--- Start ---

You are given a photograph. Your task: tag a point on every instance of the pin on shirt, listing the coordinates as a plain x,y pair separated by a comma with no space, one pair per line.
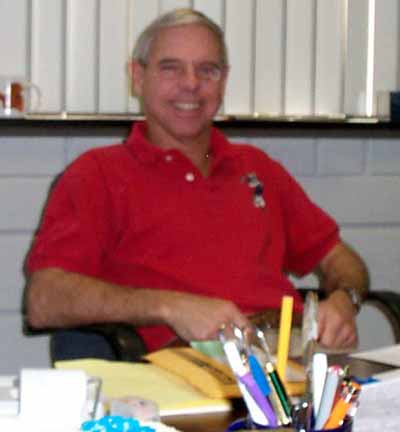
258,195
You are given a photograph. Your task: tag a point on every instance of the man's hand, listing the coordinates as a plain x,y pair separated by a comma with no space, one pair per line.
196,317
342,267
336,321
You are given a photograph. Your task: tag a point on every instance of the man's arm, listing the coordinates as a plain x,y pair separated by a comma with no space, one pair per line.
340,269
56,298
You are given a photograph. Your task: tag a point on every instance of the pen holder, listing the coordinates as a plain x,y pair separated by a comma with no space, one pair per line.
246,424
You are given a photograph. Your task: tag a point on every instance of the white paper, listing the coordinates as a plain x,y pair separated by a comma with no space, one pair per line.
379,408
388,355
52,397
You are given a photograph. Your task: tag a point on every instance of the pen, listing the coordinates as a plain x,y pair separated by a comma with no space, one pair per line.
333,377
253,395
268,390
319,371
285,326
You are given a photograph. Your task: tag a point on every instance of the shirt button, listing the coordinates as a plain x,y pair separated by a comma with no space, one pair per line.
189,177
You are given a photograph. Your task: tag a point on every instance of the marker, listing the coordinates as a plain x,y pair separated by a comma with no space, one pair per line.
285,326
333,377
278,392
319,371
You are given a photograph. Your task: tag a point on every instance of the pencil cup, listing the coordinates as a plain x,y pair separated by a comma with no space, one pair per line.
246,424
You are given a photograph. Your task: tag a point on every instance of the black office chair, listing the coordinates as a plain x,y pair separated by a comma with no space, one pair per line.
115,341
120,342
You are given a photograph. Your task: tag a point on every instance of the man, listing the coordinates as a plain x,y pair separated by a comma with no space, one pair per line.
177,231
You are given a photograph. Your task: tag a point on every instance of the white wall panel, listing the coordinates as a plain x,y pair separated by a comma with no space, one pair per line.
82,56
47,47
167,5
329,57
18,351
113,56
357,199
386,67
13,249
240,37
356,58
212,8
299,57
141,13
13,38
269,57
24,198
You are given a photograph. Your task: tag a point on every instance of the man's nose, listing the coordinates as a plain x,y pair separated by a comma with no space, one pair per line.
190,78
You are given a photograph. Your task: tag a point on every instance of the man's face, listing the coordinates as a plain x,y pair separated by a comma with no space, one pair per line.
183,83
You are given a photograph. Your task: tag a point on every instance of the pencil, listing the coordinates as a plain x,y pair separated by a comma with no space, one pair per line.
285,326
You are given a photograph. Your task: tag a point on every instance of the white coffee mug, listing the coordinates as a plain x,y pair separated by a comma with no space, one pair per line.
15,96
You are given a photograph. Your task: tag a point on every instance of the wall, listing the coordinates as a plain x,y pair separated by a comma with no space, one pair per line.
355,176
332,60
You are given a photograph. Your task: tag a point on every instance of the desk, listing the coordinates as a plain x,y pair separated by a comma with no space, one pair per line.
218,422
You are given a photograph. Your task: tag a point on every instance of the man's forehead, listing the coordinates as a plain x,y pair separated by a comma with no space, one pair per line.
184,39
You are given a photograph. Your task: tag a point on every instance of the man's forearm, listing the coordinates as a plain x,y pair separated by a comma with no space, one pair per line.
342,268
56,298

--- End ---
--- Start ---

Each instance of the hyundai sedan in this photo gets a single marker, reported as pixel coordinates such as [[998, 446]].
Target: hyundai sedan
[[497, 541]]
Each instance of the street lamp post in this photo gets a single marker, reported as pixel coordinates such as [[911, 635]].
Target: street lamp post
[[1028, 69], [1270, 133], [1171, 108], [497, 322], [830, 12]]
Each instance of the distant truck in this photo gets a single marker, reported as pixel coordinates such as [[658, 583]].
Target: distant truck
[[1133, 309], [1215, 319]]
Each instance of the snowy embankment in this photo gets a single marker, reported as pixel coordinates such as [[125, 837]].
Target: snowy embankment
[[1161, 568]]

--- End ---
--- Start ---

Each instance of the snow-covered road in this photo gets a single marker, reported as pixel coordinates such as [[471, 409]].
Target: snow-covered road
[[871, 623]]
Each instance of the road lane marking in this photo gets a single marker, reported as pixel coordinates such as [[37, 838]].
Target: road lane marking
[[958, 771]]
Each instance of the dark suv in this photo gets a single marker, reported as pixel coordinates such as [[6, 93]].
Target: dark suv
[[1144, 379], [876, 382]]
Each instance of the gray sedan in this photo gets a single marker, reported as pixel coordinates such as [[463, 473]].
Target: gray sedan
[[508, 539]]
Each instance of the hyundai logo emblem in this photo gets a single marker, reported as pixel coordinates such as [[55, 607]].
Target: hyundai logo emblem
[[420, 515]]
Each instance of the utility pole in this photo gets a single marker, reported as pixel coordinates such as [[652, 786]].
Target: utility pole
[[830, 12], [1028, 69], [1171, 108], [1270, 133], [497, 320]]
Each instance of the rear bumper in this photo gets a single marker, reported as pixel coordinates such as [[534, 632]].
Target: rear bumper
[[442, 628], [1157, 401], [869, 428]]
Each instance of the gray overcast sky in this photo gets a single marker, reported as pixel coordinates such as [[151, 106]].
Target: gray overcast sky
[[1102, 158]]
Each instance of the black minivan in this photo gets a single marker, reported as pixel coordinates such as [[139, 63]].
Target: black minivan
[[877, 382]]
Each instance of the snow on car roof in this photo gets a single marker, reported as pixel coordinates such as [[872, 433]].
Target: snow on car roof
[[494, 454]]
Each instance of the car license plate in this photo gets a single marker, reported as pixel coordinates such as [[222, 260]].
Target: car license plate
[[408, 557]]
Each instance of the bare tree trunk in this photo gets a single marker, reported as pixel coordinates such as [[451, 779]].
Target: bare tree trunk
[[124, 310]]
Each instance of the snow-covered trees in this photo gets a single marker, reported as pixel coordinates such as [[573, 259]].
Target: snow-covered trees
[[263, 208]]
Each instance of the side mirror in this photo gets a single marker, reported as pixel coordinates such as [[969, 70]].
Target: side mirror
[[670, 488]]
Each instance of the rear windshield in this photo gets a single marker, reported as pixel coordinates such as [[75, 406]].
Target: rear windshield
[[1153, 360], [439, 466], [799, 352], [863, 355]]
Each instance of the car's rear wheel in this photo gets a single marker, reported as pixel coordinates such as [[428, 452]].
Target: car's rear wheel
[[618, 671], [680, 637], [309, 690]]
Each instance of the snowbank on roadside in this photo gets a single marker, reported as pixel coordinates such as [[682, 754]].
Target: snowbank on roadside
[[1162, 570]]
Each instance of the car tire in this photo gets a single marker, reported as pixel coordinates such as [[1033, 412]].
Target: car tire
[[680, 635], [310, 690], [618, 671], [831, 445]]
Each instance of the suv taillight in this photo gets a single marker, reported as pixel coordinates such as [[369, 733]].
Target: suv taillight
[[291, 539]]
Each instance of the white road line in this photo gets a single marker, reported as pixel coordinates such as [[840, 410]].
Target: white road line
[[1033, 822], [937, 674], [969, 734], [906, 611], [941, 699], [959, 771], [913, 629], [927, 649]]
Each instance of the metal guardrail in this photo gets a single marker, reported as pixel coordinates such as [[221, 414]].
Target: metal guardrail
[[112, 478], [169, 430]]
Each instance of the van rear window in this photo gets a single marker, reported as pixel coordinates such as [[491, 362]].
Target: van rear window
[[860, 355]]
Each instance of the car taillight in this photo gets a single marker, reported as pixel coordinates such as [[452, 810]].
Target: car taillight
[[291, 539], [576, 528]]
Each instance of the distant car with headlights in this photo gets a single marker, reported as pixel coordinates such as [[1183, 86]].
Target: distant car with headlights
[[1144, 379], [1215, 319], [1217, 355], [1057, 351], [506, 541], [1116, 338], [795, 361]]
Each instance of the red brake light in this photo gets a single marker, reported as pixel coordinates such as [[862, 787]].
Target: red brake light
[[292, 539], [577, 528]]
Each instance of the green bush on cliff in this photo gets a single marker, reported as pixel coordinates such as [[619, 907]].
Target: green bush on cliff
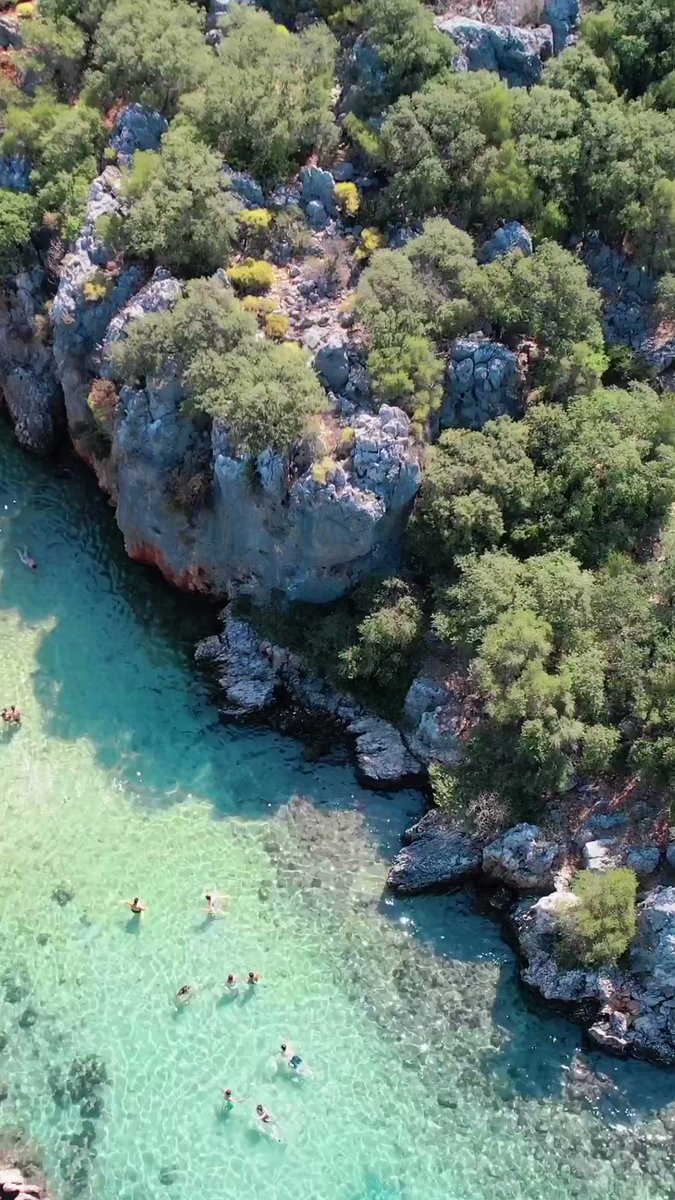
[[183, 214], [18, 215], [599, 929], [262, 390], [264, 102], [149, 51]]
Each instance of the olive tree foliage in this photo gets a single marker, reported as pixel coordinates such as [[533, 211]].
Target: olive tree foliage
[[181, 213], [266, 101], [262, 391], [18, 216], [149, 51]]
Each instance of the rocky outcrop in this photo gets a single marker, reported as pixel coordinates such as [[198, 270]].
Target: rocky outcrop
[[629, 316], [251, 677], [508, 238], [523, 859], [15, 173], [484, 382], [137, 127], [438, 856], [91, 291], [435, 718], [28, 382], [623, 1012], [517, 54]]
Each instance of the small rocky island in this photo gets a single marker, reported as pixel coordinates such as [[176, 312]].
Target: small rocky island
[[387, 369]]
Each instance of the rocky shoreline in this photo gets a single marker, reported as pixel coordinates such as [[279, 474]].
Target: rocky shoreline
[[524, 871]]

--- End ---

REQUIRED TASK
Repeat the lines above from the line with "Each instance of the snowy" up to and including the line with "[[1161, 568]]", switching "snowy embankment" to "icy embankment" and changing nothing else.

SOLUTION BELOW
Each instance of the icy embankment in this photo gets a single marker, reported as pixel coordinates such as [[125, 837]].
Target: icy embankment
[[1161, 568]]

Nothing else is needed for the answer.